● WORK TO COMPLETE
No pictures should appear. The lines from the beginning of the listing through the one holding "[[21, 255]]" must be reproduced exactly, and nothing more.
** TASK INPUT follows **
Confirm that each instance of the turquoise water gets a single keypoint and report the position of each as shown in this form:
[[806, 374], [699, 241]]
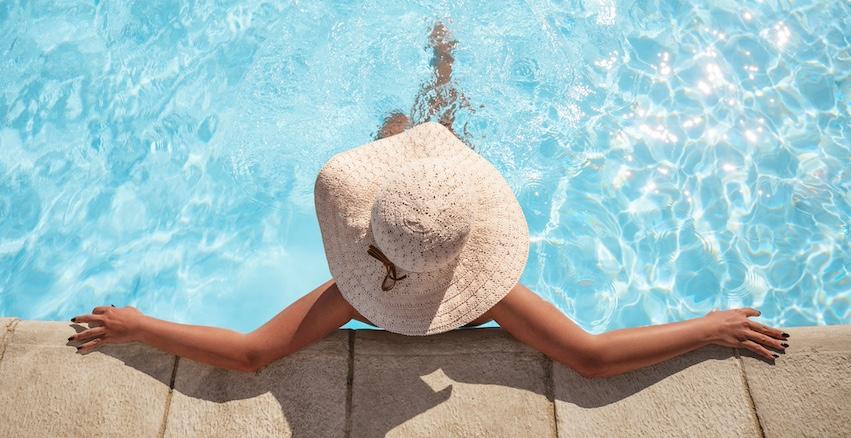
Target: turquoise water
[[670, 158]]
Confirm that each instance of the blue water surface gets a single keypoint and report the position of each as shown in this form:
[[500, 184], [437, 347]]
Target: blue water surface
[[670, 157]]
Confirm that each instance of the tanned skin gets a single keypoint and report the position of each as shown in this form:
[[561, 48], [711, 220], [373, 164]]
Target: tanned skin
[[522, 313]]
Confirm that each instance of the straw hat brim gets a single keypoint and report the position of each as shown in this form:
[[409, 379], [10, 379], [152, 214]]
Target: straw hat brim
[[424, 303]]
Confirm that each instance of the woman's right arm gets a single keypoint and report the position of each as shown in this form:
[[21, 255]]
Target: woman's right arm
[[304, 322], [539, 324]]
** End of TASK INPUT **
● RESPONSE TO THE EXERCISE
Confirm that each instance of the turquoise water gets a single keypoint and report the position of each as shown in this form:
[[806, 374], [699, 241]]
Target: turquoise water
[[670, 158]]
Confirm that each instance of the blue water surface gets a single keypoint and report the position of each as shown in this form:
[[500, 184], [437, 347]]
Target: blue water surface
[[670, 157]]
Confirm that each instance of the tanned skin gets a single keypoint and report the position of each as shown in this form:
[[561, 48], [711, 220], [373, 164]]
Target: tanned skin
[[522, 313]]
Confirm that each instance of the straw hat brim gets a single keypoint and report the position of each as shown in this form:
[[409, 379], [10, 379], [152, 214]]
Target: straw hat brim
[[424, 303]]
Confirm that each instance of the woman's right arm gets a single keypoint and report the position of each as shown in this form:
[[21, 255]]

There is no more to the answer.